- [TASKS]
• A. Answer these questions from the passage on the United Nations:
(i) Which treaty is said to run the UN charter a distant second as an unequal treaty?
(ii) Which article of the charter tells of the sovereign equality of its members?
(iii) Which part of the UN is described as now defunct?
• B. Write a continuation of the passage on the United Nations, picking up after its final sentence.

- [SOURCE]

========

Sometimes they have done so for more trivial national purposes, such as blocking membership of countries they did not like. Meanwhile, they have passed resolution after resolution setting up peacekeeping forces, but have rarely contributed many men to these themselves. No wonder that enlarging the council is a constant theme of those who aspire to enjoy the same privileges, and that abolition of the veto is the constant theme of the rest.
The UN charter seems inspired by noble ideals (“We the peoples of the United Nations, determined to save succeeding generations from the scourge of war . . .”), but it is founded on power; and since power is unequally distributed, the charter is one of the most unequal treaties ever written (the nuclear non-proliferation treaty runs it a distant second). It is useful to have an evaluation of the UN from a historian rather than a lawyer or a philosopher. And especially from a historian of power such as Paul Kennedy, professor of history at Yale university, and the author of, among many other books, the bestselling The Rise and Fall of the Great Powers.
Article 2 of the charter tells of the sovereign equality of its members. But, if you read on, you find that the part of the organisation that makes the decisions on war and peace is the security council, and that its decisions require positive votes from the P5.
Other parts of the UN are concerned with economic development or human rights, but these have either floated off on their own, like the World Health Organisation, or they are largely ineffective, like the now defunct Human Rights Commission. Kennedy’s book tells the story of its three dimensions over 60 years but inevitably it is the UN’s role in peace and security that is at the heart of this book, since this is its core business, and neither development nor human rights can flourish where there is no peace.

========

- [DATA LINES]
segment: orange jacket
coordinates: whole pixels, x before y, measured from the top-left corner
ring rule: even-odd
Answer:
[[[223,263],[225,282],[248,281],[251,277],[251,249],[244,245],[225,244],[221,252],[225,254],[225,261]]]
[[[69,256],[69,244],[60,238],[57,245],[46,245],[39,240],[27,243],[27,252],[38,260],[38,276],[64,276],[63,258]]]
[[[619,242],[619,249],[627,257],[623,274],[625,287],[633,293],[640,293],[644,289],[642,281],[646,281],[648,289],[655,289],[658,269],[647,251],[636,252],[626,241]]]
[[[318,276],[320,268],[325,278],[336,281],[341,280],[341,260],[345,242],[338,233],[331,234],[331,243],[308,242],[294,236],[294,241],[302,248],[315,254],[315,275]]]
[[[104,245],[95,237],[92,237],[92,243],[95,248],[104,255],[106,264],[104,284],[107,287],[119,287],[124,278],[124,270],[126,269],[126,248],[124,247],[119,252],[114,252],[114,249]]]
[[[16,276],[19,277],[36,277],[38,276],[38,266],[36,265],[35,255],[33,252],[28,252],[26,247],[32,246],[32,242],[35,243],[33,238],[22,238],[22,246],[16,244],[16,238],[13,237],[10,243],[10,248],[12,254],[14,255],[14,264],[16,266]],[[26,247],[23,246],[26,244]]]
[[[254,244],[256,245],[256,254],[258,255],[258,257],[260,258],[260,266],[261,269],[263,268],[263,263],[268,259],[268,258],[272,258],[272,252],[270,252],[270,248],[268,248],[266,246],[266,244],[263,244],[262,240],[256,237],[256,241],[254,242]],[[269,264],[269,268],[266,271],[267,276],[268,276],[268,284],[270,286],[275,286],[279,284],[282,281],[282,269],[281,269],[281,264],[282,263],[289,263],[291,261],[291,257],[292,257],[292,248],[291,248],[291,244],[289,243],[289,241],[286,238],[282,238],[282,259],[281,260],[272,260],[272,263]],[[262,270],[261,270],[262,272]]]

========

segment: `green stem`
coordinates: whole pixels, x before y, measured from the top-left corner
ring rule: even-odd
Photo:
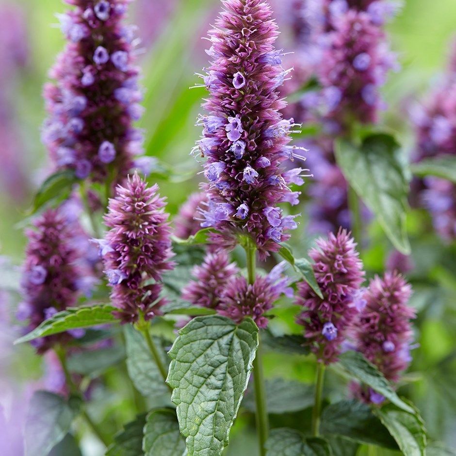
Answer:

========

- [FINAL RESULTS]
• A.
(i) The nuclear non-proliferation treaty.
(ii) Article 2.
(iii) The Human Rights Commission.

• B.
As a realist, Kennedy understands that it is the veto that explains the UN’s success compared with that of its predecessor, the League of Nations. Peace comes not from virtue but from the management of power. The veto was granted because it reflected reality. Neither America nor the Soviet Union would have joined without it and it was their absence that doomed the league. The veto does not stop great powers, especially veto powers, from attacking the weak; but it does stop the UN from taking on the strong. The veto was a way of avoiding both irrelevance and a third world war.
The proof of this was seen in the Korean war, which was the nearest the UN ever came to sponsoring a clash of great powers. As it was, Truman sacked General Mac-Arthur rather than attack China. But the situation only got so far because neither the Soviet Union (absent) nor China — represented by Taiwan — was there to veto an action that would have led the UN to disaster. The right of veto thus belongs not to those who make a positive contribution but to those with vast destructive power. On that basis, for the latter part of the cold war, the P5 might have become the P2. Perhaps P1 would be enough today. But, since there is a veto on removing the veto, such a change, however logical, is inconceivable. Great projects such as the UN, the League of Nations and the Concert of Europe come out of the destruction of general war, and we must hope that never comes again.
As Kennedy makes clear, our destiny increasingly presents itself in global terms: global information, global warming, global terrorism. Never has global governance been more needed. But what do you do when the most powerful player seems not to want to play? The moment may not be far away when it will pay America to freeze its assets into institutional power. Perhaps the same vision that led America to establish the UN will lead it to help it function.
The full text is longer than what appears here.